* **Instructions for the task**: In the listing below, locate the line containing "One point marks each instance of the gloved"; reproduce that line and all lines that follow it, unchanged.

* **Named object pointing entries**:
+++

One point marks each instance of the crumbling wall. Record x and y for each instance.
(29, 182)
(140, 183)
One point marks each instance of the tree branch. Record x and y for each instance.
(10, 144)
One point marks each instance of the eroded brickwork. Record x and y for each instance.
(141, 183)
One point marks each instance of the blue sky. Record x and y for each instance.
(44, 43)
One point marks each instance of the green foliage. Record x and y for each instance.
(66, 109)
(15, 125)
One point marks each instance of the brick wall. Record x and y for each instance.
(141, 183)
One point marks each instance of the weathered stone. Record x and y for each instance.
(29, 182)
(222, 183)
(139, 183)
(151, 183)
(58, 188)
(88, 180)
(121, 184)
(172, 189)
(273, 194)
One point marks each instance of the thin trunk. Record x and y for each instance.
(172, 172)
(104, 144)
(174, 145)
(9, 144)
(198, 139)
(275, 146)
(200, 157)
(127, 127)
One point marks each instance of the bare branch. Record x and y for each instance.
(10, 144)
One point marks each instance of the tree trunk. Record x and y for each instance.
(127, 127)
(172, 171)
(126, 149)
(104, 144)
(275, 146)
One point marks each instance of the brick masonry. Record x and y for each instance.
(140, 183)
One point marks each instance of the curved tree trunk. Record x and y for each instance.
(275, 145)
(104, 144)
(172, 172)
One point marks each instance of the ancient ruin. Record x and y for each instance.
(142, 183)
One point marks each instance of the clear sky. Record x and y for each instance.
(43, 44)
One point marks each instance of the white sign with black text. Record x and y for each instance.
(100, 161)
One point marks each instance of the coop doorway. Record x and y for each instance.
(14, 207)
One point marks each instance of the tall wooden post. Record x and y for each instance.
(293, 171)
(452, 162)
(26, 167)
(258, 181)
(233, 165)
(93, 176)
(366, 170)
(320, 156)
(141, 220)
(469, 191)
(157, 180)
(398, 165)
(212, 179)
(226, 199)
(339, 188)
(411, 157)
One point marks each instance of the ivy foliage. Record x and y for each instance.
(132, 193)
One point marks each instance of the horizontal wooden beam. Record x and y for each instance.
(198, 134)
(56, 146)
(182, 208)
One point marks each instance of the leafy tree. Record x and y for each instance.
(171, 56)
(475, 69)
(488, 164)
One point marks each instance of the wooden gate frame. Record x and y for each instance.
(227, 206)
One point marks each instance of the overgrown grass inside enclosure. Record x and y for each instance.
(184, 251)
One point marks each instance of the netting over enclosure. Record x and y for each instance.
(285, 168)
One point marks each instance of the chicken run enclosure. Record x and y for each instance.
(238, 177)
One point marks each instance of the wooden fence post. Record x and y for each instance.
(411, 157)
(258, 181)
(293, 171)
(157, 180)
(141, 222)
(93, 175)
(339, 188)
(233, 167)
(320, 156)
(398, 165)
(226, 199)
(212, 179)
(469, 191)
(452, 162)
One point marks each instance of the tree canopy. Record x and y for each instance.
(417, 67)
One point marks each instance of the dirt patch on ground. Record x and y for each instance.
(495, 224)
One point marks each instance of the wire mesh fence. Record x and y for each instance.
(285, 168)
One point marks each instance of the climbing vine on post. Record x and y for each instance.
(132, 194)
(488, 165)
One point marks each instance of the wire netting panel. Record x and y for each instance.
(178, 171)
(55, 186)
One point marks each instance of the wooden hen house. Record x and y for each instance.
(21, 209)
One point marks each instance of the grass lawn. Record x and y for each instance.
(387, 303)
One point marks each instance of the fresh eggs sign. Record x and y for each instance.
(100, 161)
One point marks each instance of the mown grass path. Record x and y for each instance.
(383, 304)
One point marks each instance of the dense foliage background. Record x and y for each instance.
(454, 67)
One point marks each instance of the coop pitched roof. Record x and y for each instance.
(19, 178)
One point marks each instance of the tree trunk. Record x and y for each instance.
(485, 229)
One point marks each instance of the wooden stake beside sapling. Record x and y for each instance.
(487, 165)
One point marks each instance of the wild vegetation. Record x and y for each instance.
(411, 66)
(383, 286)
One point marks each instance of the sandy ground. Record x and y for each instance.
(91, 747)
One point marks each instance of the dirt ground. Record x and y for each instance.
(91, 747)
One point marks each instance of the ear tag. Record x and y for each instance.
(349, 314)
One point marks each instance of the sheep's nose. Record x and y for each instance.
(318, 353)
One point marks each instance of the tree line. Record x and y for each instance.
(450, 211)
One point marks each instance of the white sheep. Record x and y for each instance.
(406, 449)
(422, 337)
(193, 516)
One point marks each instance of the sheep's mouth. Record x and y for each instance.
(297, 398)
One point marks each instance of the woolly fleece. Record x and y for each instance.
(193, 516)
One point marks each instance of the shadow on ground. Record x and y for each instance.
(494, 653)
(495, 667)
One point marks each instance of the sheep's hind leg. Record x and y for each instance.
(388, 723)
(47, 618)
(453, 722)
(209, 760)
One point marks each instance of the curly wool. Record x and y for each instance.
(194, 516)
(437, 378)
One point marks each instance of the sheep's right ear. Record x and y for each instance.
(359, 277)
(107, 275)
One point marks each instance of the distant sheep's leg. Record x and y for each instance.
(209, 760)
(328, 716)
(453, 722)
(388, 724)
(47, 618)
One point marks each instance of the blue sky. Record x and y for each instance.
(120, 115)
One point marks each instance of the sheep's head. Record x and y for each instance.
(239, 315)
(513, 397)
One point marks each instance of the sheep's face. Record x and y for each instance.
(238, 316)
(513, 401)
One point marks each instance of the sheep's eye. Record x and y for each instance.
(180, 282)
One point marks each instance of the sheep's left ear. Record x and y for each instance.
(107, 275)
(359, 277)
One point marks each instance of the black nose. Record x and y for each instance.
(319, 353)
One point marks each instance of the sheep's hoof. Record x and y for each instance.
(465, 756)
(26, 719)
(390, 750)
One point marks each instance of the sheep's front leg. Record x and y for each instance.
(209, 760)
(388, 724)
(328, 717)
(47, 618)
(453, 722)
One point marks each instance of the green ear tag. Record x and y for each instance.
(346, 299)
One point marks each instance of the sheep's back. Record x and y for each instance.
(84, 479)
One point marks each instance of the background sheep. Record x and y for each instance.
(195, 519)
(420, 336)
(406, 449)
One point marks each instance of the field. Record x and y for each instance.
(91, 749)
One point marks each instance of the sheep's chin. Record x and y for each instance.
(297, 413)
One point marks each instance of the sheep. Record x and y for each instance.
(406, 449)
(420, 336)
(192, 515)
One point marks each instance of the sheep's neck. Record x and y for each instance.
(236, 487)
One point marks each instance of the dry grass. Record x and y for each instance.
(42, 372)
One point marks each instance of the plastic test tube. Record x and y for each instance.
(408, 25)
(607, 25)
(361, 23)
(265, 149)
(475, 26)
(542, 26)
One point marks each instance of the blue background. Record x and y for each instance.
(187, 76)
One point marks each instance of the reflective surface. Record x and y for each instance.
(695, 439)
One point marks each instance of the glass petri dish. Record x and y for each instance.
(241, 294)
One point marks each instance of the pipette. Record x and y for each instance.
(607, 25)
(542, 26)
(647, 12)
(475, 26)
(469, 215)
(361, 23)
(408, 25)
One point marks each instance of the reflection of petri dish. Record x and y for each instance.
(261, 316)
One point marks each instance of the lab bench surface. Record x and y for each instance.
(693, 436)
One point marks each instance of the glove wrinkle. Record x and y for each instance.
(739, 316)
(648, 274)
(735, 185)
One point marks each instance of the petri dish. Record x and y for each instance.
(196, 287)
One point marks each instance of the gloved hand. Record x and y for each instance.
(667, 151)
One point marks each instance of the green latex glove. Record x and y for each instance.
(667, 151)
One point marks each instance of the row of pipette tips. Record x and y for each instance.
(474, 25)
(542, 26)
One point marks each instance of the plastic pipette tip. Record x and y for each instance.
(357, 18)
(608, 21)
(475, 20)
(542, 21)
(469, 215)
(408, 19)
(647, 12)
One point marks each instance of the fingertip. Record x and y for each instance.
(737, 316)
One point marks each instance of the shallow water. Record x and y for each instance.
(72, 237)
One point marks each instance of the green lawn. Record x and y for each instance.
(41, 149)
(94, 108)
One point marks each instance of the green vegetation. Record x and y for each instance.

+++

* **Full output**:
One point marks each instance of the gloved hand. Record x and y for each instance.
(667, 151)
One point marks each instance of the green latex glove. Record x and y for each instance.
(667, 151)
One point marks each instance of the row of pipette tips. Record x and y for each instance.
(474, 25)
(542, 26)
One point marks each instance of the plastic pipette tip. Record x and y for each instance.
(357, 18)
(608, 21)
(475, 20)
(542, 21)
(469, 215)
(408, 19)
(647, 12)
One point marks each instance of the fingertip. Record x and y for each instance.
(737, 316)
One point marks each instance of the shallow water. Record x and y for each instance.
(72, 237)
One point marks each instance of the green lawn. Record x and y for each instance.
(41, 149)
(94, 108)
One point marks each instance of the green vegetation. Record x and y for each instance.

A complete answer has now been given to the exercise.